**WORKING DATA**
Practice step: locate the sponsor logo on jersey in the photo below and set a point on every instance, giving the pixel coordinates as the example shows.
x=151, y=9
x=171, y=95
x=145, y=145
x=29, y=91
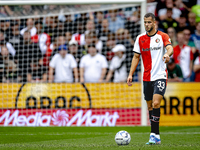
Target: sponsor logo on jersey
x=151, y=48
x=157, y=40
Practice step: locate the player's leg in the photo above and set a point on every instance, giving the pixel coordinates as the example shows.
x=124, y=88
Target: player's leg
x=159, y=91
x=148, y=95
x=155, y=118
x=150, y=109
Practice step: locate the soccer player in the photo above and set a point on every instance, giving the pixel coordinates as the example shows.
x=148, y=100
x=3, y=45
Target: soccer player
x=155, y=48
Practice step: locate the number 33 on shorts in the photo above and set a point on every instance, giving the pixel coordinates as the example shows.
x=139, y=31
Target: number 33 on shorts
x=161, y=85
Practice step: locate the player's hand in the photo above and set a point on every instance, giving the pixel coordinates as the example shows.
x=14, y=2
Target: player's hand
x=129, y=80
x=166, y=58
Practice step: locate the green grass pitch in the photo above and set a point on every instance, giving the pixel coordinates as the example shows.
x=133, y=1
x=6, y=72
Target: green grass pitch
x=96, y=138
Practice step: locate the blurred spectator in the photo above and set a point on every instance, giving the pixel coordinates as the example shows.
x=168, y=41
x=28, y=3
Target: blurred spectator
x=3, y=11
x=162, y=13
x=43, y=39
x=195, y=9
x=9, y=46
x=28, y=52
x=118, y=65
x=51, y=27
x=187, y=41
x=69, y=24
x=60, y=40
x=79, y=36
x=192, y=22
x=64, y=65
x=8, y=69
x=98, y=43
x=90, y=27
x=99, y=20
x=160, y=5
x=103, y=33
x=4, y=27
x=93, y=66
x=15, y=38
x=127, y=36
x=68, y=36
x=75, y=51
x=115, y=22
x=182, y=23
x=133, y=24
x=181, y=6
x=196, y=37
x=196, y=69
x=120, y=34
x=30, y=27
x=36, y=73
x=168, y=21
x=174, y=72
x=172, y=35
x=110, y=44
x=183, y=56
x=190, y=3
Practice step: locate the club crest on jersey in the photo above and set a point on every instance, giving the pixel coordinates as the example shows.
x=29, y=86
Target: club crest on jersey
x=157, y=40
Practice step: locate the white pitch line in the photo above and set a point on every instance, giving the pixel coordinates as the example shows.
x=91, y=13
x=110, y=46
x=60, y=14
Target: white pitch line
x=98, y=133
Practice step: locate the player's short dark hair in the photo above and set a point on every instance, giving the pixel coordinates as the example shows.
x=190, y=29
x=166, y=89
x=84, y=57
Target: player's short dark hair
x=150, y=15
x=169, y=9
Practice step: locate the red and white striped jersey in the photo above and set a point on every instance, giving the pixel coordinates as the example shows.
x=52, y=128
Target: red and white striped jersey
x=152, y=49
x=183, y=56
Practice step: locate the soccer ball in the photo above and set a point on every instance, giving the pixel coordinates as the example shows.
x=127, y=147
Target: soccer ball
x=122, y=138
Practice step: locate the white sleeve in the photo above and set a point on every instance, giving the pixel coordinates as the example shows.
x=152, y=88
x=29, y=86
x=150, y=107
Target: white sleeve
x=22, y=31
x=73, y=62
x=137, y=46
x=82, y=62
x=104, y=62
x=11, y=48
x=53, y=62
x=196, y=62
x=162, y=12
x=112, y=65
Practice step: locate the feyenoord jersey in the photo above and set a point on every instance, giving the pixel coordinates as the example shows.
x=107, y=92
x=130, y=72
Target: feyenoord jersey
x=152, y=49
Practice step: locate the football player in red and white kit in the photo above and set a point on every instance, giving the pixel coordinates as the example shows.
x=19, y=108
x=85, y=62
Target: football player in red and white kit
x=155, y=48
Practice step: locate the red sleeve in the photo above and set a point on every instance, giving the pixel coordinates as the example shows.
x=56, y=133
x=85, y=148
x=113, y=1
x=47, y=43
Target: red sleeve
x=48, y=42
x=191, y=55
x=166, y=39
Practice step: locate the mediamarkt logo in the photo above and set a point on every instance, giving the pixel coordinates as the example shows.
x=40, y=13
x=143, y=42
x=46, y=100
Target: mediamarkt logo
x=59, y=118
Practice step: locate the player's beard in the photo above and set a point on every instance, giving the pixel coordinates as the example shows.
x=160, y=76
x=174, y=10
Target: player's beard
x=150, y=29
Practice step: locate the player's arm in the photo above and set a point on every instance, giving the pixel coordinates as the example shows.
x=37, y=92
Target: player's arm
x=109, y=76
x=103, y=73
x=81, y=75
x=29, y=77
x=169, y=52
x=135, y=61
x=51, y=69
x=44, y=77
x=75, y=74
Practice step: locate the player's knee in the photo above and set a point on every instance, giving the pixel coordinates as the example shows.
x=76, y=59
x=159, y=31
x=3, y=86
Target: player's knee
x=156, y=104
x=150, y=107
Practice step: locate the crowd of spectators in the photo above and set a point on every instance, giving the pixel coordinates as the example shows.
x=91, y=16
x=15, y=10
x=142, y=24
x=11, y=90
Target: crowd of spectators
x=95, y=47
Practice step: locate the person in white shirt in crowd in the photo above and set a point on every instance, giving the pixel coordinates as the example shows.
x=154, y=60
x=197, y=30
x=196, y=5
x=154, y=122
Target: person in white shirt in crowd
x=118, y=65
x=93, y=66
x=9, y=46
x=29, y=26
x=64, y=65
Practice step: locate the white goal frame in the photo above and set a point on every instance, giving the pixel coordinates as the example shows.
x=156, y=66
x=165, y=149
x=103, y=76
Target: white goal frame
x=142, y=3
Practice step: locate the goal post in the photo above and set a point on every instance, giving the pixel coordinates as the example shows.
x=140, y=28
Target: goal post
x=21, y=90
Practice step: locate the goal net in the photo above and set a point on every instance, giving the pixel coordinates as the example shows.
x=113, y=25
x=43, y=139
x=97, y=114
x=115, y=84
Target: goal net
x=66, y=65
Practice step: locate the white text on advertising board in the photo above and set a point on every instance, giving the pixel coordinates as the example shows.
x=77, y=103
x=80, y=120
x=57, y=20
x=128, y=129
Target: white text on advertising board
x=59, y=118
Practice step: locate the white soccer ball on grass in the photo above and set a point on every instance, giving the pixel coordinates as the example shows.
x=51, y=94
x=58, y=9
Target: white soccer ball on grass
x=122, y=138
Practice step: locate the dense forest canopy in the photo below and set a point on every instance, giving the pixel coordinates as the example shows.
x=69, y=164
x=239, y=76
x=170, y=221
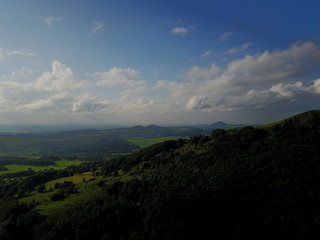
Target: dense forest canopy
x=249, y=183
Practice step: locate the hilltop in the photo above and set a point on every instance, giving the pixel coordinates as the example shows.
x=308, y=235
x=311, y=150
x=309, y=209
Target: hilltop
x=310, y=119
x=246, y=183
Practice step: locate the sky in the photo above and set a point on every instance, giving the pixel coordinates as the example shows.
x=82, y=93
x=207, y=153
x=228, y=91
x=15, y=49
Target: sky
x=158, y=62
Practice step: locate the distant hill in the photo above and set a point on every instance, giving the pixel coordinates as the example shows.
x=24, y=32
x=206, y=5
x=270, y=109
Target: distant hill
x=221, y=125
x=246, y=183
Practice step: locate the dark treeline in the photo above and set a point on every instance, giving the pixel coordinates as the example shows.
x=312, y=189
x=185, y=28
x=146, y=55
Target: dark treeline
x=233, y=184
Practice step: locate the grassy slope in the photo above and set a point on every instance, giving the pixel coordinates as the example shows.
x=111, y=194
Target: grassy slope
x=86, y=191
x=59, y=165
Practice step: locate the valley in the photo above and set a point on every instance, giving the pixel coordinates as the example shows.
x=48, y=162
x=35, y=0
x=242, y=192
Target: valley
x=257, y=182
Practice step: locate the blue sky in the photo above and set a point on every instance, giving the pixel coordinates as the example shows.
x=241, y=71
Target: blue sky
x=157, y=62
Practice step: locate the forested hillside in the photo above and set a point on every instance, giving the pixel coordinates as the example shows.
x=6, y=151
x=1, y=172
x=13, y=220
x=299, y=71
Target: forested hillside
x=249, y=183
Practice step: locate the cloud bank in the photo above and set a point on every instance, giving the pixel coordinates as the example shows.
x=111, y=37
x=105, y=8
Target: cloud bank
x=259, y=81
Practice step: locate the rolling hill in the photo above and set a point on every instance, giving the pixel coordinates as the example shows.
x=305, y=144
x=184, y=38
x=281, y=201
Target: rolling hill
x=247, y=183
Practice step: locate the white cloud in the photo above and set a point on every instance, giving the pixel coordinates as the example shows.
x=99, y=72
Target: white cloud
x=98, y=27
x=225, y=36
x=57, y=102
x=196, y=72
x=206, y=54
x=118, y=76
x=198, y=102
x=243, y=47
x=50, y=20
x=257, y=81
x=315, y=88
x=253, y=82
x=22, y=72
x=88, y=103
x=179, y=31
x=61, y=78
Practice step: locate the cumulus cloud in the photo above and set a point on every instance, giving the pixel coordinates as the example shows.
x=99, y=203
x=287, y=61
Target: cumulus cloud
x=179, y=31
x=255, y=81
x=88, y=103
x=225, y=36
x=50, y=20
x=61, y=78
x=262, y=80
x=98, y=27
x=56, y=102
x=198, y=102
x=22, y=72
x=206, y=54
x=243, y=47
x=196, y=72
x=118, y=76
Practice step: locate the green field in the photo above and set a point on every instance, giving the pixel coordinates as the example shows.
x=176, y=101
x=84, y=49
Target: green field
x=86, y=191
x=58, y=165
x=145, y=142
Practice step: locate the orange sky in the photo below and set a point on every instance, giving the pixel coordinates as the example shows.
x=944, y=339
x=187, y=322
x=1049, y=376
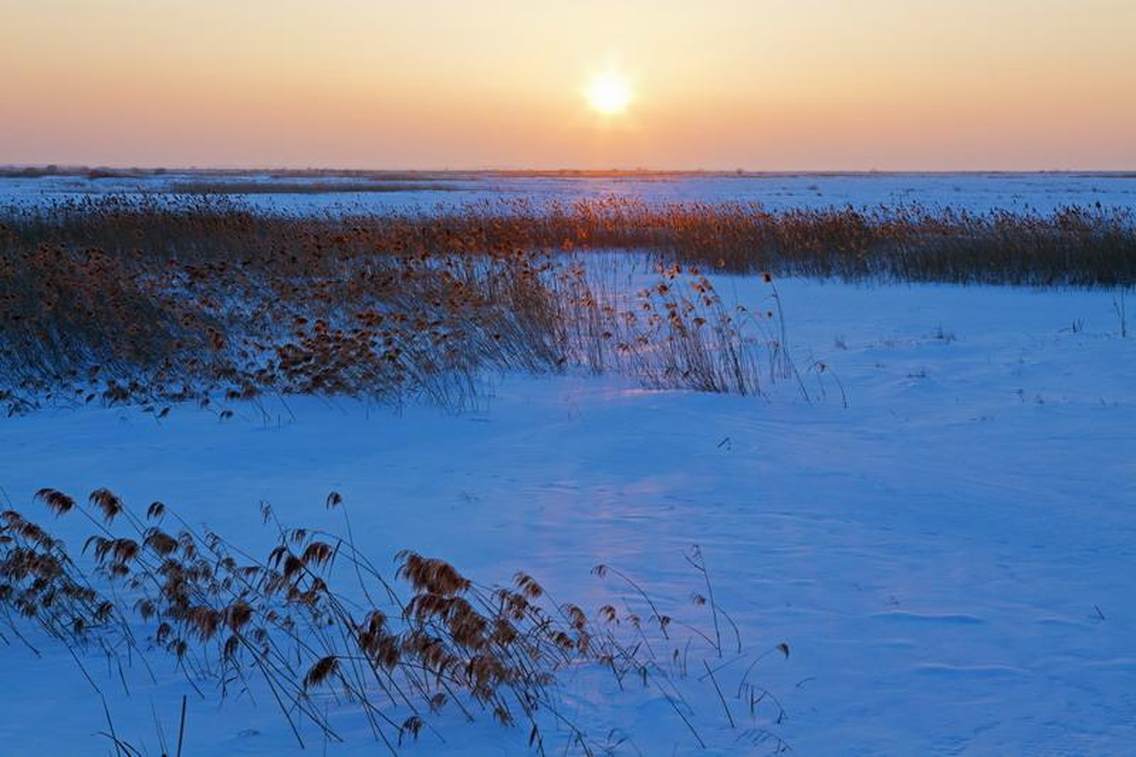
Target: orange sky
x=757, y=84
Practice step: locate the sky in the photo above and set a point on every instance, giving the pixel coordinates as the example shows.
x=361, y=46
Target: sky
x=432, y=84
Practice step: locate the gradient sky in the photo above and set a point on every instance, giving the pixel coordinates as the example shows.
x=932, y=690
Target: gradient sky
x=756, y=84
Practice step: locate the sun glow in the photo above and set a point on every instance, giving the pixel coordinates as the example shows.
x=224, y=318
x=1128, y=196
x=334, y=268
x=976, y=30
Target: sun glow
x=609, y=93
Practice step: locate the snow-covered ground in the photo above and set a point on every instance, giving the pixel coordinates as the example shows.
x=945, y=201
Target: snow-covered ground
x=950, y=558
x=976, y=191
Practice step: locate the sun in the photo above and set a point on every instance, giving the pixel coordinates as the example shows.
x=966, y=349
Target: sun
x=609, y=93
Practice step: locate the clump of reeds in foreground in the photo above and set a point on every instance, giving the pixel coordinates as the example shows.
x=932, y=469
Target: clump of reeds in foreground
x=316, y=621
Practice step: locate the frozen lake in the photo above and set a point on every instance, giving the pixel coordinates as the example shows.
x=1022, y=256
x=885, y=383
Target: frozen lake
x=976, y=191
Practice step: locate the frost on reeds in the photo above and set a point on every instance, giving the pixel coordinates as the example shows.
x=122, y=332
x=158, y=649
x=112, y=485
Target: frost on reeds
x=155, y=304
x=319, y=627
x=156, y=300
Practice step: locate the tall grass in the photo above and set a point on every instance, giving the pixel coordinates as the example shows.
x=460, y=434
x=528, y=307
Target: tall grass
x=314, y=621
x=158, y=301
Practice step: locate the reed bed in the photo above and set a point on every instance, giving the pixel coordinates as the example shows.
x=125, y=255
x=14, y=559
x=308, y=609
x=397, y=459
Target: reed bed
x=165, y=301
x=161, y=299
x=322, y=630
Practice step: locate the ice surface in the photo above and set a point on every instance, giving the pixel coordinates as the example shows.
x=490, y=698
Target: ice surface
x=950, y=557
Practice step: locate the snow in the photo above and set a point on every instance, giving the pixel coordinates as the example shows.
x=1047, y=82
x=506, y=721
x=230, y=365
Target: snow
x=950, y=557
x=976, y=191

**EXERCISE**
Go through the entries. Report every line that contains the word "below".

**RESPONSE**
Practice step: locate the sponsor logo on jersey in the photo below and set a point on every instance, giving the pixel coordinates as the example shows.
Practice step: locate the dense forest canopy in the photo below and set a point on every instance, giving the pixel coordinates as the example shows.
Practice step: locate the orange sky in the photo below and set a point on every instance, giving the pixel coordinates as the example shows.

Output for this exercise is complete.